» EXCERPT PROVIDED:
Record high lumber, panel prices drive Alberta stumpage fees to new heights
CALGARY—Record high prices for lumber and construction panelling are creating a resource revenue boost for the coffers of the Alberta government, partly making up for huge declines in oil and gas returns.
Coniferous stumpage fees — paid by forest companies for evergreen wood such as pine or spruce harvested from Crown land — have nearly doubled to $67.31 in September, from $36.56 per cubic metre in August.
That’s more than eight times the $8.27 per cubic metre assessed in September 2019 and far exceeds the recent high of $40.25 reached in June 2018 during the last big North American lumber price spike.
“Right now, industry is definitely thriving and it’s good news for the 40,000 people whose jobs depend on forestry,” said Brock Mulligan, spokesman for the Alberta Forest Products Association.
The industry generally supports the Alberta stumpage system as fair, he said, adding that the main constraint on production growth in the province is availability of wood fibre.

» Items stored from a collection:
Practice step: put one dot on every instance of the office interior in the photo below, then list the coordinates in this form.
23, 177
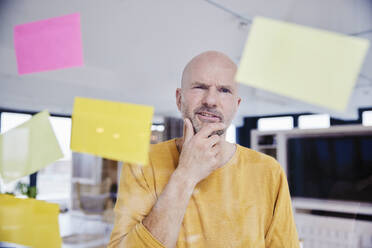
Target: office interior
135, 51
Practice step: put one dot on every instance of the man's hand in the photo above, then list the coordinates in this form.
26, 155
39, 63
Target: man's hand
200, 152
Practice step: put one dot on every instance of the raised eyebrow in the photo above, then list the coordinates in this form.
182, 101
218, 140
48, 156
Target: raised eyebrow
226, 87
199, 84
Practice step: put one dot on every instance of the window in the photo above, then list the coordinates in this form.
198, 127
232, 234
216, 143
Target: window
9, 121
275, 123
54, 181
367, 118
314, 121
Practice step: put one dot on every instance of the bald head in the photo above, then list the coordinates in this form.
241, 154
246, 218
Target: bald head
207, 62
208, 90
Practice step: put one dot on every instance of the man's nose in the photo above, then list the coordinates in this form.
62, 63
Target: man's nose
210, 98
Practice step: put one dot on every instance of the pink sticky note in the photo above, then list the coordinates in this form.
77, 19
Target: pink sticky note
49, 44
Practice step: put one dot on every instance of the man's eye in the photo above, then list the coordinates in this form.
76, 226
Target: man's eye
199, 87
225, 90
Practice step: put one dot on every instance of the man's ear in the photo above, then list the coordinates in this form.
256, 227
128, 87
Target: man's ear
178, 98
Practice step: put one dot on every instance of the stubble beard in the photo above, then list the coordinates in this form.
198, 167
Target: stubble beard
197, 125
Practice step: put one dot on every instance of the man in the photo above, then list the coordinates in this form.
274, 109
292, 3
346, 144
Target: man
199, 190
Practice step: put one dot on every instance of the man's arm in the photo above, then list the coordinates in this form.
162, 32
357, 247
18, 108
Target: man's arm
198, 158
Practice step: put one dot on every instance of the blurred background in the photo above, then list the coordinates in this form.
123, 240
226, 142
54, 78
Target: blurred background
135, 51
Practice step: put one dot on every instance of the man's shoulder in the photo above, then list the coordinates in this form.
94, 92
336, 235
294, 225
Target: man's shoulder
164, 146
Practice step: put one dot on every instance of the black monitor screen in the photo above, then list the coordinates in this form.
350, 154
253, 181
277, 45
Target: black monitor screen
338, 168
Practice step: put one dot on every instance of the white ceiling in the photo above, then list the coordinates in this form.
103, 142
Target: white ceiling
134, 51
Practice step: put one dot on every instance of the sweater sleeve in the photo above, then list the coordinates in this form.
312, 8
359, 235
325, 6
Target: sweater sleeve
134, 202
282, 231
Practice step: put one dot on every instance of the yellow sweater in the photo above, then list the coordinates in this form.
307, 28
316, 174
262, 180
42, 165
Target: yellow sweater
245, 203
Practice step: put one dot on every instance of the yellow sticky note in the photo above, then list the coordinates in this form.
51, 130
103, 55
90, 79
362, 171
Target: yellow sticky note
28, 148
113, 130
312, 65
29, 222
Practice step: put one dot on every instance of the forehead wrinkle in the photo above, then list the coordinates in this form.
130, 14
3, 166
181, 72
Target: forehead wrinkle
205, 61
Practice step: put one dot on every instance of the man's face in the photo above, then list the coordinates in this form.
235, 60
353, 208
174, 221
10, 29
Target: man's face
209, 94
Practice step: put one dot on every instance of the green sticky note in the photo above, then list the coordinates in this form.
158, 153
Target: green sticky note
315, 66
28, 148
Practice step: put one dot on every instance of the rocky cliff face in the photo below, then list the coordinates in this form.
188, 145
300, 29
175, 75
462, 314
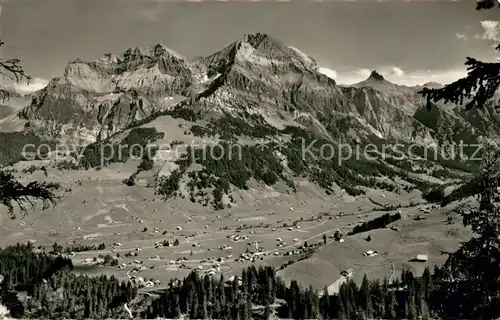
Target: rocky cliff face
257, 74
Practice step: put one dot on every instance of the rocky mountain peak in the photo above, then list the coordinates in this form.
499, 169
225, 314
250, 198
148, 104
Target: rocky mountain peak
374, 75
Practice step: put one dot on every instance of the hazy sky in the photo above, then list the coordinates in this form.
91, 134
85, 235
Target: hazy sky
407, 41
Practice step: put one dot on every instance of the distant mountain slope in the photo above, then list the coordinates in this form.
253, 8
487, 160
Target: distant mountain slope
267, 97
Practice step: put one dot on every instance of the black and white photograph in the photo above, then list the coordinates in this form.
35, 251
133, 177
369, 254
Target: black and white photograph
250, 160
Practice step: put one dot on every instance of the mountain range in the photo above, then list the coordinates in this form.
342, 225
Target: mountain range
260, 93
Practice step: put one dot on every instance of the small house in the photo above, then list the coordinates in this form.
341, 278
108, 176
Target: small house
422, 257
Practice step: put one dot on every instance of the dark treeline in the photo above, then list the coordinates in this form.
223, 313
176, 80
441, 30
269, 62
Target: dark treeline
377, 223
261, 293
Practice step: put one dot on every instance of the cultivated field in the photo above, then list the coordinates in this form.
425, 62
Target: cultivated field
266, 227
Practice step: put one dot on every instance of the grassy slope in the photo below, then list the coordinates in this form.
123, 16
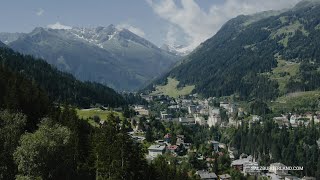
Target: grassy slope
171, 89
300, 100
88, 114
284, 67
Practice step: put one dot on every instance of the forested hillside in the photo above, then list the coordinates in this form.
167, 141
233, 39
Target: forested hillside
39, 140
60, 87
114, 57
241, 57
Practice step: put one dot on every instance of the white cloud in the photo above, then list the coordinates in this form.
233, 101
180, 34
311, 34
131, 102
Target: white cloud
58, 25
200, 25
131, 28
40, 12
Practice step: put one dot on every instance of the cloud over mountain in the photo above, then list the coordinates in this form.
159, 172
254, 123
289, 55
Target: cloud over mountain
199, 24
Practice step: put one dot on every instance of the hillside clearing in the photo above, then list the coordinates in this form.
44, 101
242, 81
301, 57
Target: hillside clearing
171, 89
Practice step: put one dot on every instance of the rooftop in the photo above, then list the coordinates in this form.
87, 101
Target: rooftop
157, 147
206, 175
224, 176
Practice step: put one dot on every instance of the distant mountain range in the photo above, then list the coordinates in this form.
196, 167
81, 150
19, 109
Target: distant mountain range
108, 55
179, 50
257, 56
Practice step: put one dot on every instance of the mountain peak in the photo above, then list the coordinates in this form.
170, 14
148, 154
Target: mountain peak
307, 3
58, 25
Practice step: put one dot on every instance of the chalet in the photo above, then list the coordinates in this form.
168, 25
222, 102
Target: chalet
308, 178
156, 150
291, 178
207, 175
192, 109
224, 177
186, 120
240, 163
199, 120
278, 169
173, 148
214, 120
215, 145
167, 138
164, 115
180, 139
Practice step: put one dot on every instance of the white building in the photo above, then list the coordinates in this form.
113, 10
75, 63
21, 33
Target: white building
199, 120
214, 120
278, 169
156, 150
192, 109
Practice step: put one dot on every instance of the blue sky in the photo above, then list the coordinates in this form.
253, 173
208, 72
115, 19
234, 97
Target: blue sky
186, 22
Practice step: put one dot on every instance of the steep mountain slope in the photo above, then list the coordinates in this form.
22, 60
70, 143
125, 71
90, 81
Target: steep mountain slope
2, 44
61, 87
9, 37
241, 57
111, 56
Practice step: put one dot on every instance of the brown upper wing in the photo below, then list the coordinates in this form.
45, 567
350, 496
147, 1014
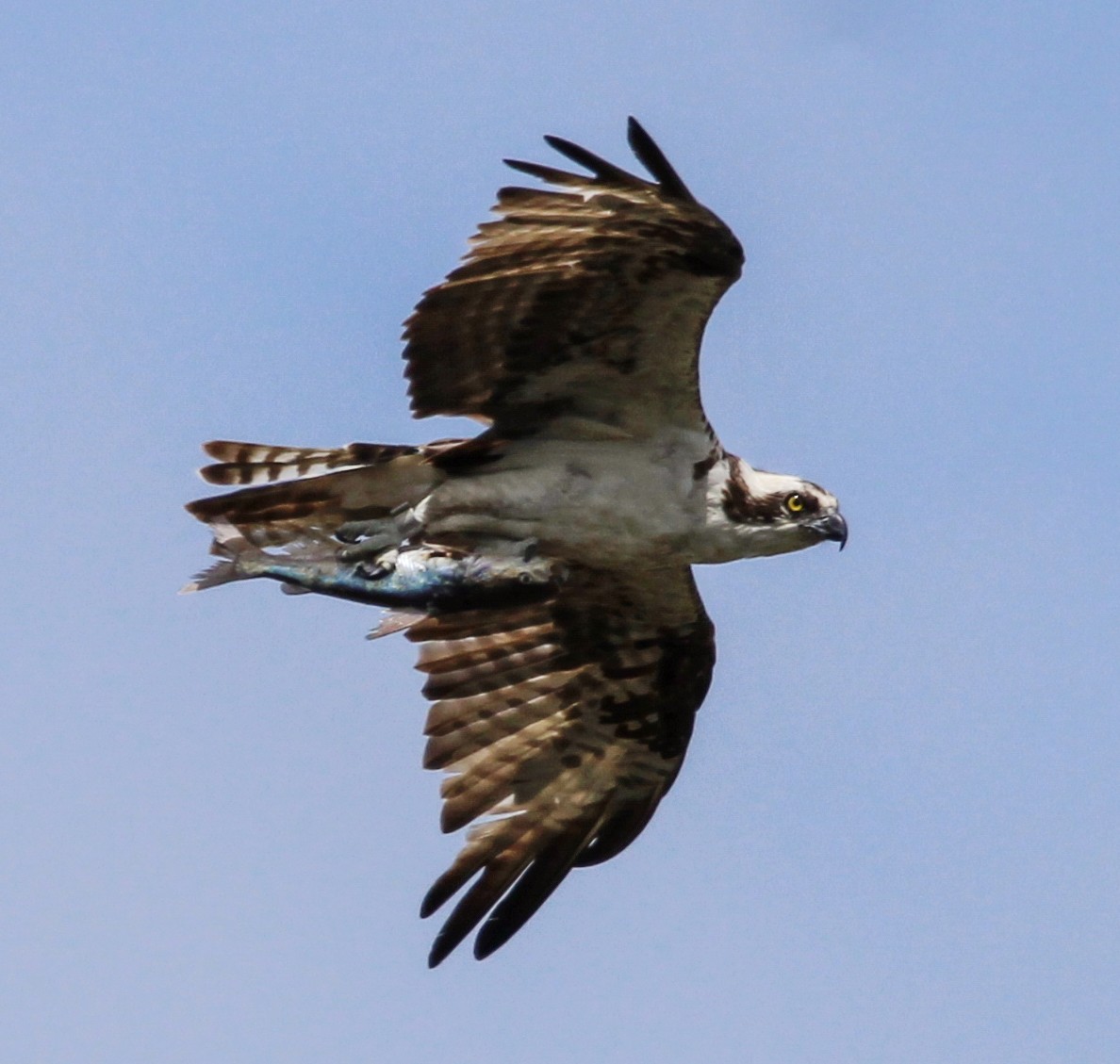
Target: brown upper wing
562, 725
585, 303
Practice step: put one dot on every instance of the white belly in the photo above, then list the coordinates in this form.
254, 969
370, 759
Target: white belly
602, 503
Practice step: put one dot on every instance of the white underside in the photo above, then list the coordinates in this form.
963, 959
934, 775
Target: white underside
602, 503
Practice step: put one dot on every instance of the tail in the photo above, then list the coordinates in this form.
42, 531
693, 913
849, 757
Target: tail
291, 491
233, 550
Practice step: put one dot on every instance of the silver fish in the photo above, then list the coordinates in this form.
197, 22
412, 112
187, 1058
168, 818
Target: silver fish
417, 577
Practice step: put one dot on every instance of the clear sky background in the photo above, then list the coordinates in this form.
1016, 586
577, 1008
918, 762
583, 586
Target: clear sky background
896, 834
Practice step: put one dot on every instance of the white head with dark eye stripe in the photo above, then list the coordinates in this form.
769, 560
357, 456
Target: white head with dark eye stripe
773, 513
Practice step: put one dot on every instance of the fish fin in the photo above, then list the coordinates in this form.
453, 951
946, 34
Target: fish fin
395, 620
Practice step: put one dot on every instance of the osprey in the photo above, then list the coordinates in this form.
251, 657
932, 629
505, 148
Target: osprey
571, 331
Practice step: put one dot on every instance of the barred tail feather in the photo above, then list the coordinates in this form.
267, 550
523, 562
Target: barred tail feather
292, 491
244, 464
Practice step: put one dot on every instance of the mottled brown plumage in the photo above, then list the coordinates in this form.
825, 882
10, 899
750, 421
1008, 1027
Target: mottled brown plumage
572, 329
562, 724
577, 303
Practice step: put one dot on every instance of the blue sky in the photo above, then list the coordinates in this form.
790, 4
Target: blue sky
896, 833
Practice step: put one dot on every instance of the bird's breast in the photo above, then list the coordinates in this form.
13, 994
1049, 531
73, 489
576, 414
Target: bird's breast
601, 503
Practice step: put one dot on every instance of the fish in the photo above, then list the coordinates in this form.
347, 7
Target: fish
421, 577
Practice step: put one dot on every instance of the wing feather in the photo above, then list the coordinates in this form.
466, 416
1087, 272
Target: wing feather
561, 724
585, 302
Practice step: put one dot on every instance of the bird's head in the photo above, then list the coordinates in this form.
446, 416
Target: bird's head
773, 513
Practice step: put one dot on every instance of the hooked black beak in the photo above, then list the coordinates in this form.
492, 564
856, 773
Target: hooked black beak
832, 528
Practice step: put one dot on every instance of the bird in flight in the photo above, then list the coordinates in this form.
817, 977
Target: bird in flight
571, 331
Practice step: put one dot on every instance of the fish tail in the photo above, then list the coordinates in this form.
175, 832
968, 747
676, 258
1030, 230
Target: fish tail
237, 557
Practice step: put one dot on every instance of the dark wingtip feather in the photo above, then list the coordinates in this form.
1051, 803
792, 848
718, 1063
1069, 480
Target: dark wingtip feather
654, 160
603, 171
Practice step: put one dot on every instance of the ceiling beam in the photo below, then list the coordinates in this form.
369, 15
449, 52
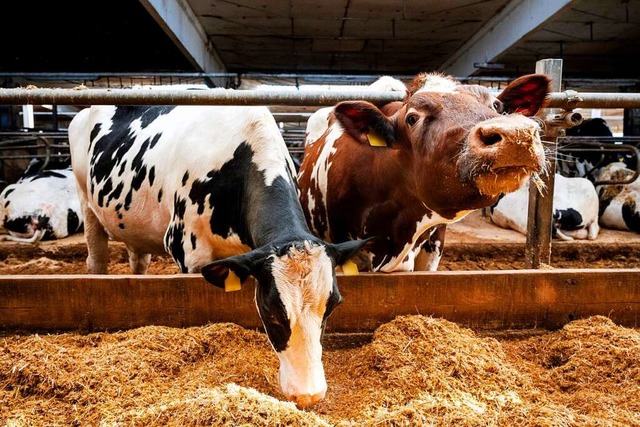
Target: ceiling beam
180, 23
514, 22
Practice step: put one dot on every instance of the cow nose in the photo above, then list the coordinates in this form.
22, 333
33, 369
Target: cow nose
306, 400
489, 136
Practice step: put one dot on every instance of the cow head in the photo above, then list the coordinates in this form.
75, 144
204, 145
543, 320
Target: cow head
460, 146
295, 294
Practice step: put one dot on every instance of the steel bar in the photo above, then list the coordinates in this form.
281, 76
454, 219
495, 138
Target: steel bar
188, 97
19, 96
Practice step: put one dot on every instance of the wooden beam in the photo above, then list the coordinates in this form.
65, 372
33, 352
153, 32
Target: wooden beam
484, 300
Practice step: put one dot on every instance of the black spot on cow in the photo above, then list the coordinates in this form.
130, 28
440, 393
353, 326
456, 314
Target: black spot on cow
106, 189
115, 194
224, 194
152, 175
138, 178
110, 149
269, 301
49, 174
174, 239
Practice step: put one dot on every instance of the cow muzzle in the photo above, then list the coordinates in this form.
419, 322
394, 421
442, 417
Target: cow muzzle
302, 379
503, 153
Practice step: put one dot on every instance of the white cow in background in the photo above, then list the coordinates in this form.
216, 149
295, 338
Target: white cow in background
575, 209
619, 204
41, 205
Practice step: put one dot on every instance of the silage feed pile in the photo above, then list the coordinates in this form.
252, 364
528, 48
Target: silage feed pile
416, 370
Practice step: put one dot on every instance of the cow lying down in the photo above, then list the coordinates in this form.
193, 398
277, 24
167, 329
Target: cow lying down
215, 188
41, 205
619, 204
402, 171
575, 209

» TASK INSTRUCTIONS:
1. Retype the passage of the Alberta stumpage fee article from "Coniferous stumpage fees" up to and including "metre in August.".
2. Continue the article on Alberta stumpage fees from the point where it stops.
None of this material is needed for the work.

» SET OF ANSWERS:
1.
Coniferous stumpage fees — paid by forest companies for evergreen wood such as pine or spruce harvested from Crown land — have nearly doubled to $67.31 in September, from $36.56 per cubic metre in August.

2.
“We think the system is a pretty accurate reflection of the market and it provides an appropriate return to both sides, one party being the people of Alberta who own the resource and the other being the forest companies who manage the resource, harvest it and manufacture the product,” said Mulligan.
The increase in stumpage fees is linked to high lumber prices caused by lower inventories and production cuts amid economic uncertainty during the COVID-19 pandemic, said Justin Laurence, press secretary to Alberta Agriculture and Forestry Minister Devin Dreeshen.
“It is also expected that prices will reduce to more historical levels when supply and demand begin to even out in fiscal Q4 (early 2021), resulting in Crown revenue also coming back down to historical levels,” he added.
In a report this week, CIBC analyst Hamir Patel pointed out that Alberta’s market-based stumpage system is the “most reactive” to near-term lumber prices because it is adjusted monthly based on North American prices.
The increase in fees undermines U.S. claims of government subsidization of the industry in Canada, he said. The Americans continue to collect softwood lumber import tariffs despite a recent World Trade Organization ruling against them.
“The Alberta system has attracted increased scrutiny from the U.S. Department of Commerce during the current trade dispute … for allegedly keeping stumpage rates too low,” said Patel.
“That argument certainly has no merit in today’s strong wood products market with surging log costs as wood products prices reach extreme highs in the current environment.”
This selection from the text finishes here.